Task objective: Below is a listing from which only part is wanted; return exactly the lines from the one with "point_to finds the car mirror" up to and including the one with "point_to finds the white hatchback".

Supplied entries:
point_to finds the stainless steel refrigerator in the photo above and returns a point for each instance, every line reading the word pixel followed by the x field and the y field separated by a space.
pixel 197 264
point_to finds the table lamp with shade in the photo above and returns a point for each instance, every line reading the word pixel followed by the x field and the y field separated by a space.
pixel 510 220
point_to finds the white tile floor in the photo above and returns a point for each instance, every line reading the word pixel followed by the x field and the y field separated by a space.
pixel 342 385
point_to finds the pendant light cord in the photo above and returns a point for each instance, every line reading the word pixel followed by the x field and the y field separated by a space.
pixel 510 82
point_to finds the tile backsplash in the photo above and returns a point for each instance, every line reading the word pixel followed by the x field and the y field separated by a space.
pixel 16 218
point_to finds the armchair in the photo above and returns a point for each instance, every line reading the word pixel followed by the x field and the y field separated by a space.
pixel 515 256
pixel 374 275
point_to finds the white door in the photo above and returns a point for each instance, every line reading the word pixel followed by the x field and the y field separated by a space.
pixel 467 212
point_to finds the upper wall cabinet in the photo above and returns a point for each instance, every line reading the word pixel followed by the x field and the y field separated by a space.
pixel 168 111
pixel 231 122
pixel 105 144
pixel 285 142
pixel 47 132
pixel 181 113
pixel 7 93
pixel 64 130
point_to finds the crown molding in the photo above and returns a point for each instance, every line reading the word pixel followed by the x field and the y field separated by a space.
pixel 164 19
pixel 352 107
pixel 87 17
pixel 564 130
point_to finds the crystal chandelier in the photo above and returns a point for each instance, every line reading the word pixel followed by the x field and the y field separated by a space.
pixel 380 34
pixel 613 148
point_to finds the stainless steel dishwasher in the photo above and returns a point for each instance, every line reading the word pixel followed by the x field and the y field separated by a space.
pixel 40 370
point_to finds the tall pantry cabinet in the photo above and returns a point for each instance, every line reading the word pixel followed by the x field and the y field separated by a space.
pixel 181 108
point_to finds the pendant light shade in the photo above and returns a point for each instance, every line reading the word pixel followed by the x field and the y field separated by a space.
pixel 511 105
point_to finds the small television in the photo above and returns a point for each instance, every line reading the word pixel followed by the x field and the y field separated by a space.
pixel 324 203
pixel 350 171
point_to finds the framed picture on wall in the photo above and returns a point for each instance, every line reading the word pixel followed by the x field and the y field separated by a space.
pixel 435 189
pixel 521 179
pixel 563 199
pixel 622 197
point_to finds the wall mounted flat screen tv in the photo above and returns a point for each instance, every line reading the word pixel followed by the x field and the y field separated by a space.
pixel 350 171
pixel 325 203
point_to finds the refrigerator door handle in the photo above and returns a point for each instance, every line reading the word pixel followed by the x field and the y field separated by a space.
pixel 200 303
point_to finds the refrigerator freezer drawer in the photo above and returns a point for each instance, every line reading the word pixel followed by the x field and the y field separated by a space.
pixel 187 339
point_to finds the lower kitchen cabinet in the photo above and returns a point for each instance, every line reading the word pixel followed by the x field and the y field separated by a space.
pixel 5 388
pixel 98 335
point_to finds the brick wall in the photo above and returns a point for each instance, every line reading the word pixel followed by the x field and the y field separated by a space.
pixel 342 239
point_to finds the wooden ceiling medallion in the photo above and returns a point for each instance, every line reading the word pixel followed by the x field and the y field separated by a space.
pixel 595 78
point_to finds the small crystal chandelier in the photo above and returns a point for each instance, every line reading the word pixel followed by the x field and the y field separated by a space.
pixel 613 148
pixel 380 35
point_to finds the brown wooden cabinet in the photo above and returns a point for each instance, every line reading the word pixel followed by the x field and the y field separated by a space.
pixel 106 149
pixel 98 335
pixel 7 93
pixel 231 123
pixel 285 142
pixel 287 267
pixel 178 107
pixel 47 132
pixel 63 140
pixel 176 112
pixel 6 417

...

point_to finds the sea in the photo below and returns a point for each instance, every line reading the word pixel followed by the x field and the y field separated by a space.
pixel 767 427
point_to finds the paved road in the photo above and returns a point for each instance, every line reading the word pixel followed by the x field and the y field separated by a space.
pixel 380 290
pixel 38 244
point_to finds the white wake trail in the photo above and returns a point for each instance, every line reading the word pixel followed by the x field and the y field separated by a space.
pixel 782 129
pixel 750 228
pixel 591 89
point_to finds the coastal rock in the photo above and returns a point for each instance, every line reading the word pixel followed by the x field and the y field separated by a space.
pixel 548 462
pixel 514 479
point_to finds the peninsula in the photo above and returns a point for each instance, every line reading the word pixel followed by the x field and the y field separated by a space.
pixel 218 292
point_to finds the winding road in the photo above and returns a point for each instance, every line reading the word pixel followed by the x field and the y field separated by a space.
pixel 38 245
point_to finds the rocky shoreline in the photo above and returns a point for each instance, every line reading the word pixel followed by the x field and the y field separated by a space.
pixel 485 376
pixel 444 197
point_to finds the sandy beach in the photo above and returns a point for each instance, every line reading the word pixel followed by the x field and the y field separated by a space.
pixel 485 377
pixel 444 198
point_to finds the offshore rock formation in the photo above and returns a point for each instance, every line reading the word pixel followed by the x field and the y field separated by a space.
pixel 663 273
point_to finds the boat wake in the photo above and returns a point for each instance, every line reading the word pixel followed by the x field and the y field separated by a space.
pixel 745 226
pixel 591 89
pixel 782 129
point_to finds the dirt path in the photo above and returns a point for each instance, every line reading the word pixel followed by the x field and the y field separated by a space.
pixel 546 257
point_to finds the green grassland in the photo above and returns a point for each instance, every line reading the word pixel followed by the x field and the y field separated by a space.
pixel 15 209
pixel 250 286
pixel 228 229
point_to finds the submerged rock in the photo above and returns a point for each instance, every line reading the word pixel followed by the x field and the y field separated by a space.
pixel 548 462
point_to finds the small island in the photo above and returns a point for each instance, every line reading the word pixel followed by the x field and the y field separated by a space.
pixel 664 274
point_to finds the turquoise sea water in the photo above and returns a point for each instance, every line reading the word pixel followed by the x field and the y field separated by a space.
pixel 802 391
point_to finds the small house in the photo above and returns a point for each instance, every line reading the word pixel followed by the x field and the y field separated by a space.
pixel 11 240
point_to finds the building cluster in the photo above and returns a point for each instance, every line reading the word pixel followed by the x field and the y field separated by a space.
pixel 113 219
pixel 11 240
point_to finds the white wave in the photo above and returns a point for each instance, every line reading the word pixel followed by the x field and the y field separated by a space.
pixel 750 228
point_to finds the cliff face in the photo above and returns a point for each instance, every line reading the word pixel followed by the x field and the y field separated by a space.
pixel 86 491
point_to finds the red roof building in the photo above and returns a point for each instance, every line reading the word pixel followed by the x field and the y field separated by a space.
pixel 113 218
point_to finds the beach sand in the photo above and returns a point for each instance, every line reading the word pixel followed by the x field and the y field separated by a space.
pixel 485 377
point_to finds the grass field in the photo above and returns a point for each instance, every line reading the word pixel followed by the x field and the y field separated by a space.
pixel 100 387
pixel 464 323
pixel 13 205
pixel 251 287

==

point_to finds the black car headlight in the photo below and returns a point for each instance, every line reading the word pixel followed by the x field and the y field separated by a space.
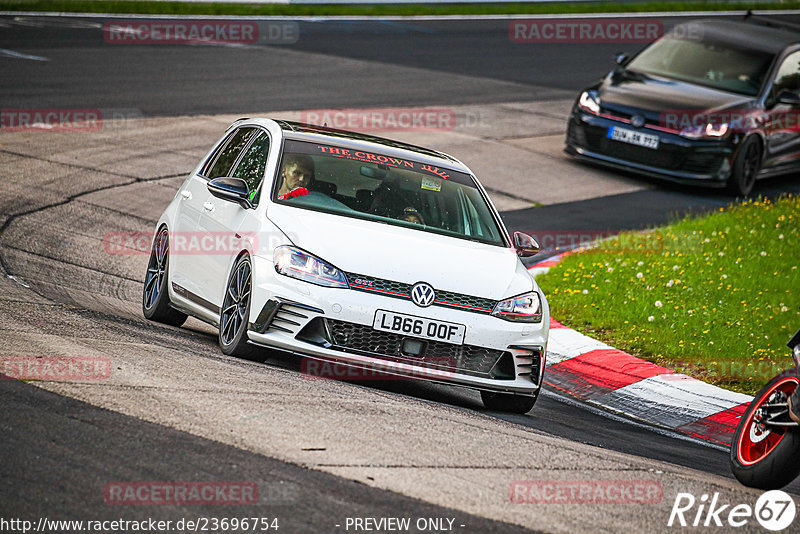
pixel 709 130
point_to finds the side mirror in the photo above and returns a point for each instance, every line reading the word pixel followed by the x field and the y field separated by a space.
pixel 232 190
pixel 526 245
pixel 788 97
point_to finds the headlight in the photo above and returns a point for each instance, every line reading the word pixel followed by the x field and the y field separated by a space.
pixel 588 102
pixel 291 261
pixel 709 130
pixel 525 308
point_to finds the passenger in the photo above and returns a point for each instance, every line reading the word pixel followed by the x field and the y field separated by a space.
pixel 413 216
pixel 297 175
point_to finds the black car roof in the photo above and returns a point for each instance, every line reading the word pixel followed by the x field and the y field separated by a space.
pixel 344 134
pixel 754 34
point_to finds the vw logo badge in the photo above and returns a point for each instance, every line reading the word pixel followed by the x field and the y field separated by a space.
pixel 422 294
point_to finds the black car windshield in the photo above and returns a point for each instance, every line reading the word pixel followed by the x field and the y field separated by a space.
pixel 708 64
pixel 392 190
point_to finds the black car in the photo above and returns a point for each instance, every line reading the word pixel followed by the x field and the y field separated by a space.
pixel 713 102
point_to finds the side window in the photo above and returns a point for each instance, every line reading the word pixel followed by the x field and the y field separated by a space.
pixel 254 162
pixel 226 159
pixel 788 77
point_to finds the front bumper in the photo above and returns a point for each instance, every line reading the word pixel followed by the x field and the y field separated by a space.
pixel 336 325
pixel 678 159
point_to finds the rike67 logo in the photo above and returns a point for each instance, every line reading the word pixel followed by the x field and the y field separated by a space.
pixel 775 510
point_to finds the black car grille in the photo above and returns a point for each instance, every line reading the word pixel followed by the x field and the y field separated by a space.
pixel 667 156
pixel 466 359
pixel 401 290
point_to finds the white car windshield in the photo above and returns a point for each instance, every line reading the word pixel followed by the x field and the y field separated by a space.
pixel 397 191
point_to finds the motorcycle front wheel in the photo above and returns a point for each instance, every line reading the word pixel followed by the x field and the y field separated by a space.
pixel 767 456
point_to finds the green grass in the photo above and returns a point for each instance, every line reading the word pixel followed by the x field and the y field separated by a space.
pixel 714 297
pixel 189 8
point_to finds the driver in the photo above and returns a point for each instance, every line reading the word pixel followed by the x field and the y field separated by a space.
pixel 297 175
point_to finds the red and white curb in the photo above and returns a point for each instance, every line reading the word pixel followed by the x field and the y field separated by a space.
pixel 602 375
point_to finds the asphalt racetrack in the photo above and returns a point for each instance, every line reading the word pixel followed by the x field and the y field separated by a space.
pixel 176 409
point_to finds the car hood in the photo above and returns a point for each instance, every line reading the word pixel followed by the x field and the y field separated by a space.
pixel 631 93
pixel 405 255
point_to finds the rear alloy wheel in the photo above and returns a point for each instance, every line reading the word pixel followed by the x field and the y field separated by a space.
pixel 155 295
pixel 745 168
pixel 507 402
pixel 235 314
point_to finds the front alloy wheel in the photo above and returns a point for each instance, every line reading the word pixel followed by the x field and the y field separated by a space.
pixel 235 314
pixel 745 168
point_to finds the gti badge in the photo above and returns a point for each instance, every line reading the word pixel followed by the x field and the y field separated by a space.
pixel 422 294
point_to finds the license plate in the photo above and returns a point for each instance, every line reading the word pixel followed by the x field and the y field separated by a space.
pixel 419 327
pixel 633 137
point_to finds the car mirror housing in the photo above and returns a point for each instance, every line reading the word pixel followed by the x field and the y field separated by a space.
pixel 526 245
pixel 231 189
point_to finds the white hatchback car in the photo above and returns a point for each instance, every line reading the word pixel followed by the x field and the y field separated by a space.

Response below:
point_to finds the car mirror housing in the photo above and returns a point for each instance, every line reading the word pixel followed by the x field and the y field separated by a space.
pixel 526 245
pixel 231 189
point_to finds the white hatchback car in the photo above and returns a point for each instance, every line reading the word pixel followed by the x field and the y field separated by a space.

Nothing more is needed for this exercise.